[Saved entries]
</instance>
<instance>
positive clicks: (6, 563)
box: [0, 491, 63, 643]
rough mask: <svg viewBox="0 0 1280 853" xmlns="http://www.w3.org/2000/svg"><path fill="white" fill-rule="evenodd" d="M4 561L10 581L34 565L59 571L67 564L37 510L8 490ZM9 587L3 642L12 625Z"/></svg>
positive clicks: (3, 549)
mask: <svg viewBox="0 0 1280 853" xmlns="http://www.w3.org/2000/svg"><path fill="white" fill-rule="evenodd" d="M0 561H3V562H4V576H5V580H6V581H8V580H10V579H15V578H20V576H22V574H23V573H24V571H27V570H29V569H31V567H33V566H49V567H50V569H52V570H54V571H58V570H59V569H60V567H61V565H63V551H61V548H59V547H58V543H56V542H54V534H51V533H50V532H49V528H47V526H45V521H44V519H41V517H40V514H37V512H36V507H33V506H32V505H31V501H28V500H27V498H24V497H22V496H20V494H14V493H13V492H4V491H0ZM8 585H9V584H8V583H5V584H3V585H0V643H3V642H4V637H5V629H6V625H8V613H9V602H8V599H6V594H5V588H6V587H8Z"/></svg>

Activity: Rewrite the entries starting at the line containing "rough mask: <svg" and ending at the line containing "positive clicks: (3, 549)", swapping "rough mask" for "coarse mask" and leaving everything else unchanged. Output only those lines.

The completed task:
coarse mask: <svg viewBox="0 0 1280 853" xmlns="http://www.w3.org/2000/svg"><path fill="white" fill-rule="evenodd" d="M4 561L10 581L34 565L59 571L67 564L37 510L8 490ZM9 587L3 642L12 625Z"/></svg>
positive clicks: (3, 549)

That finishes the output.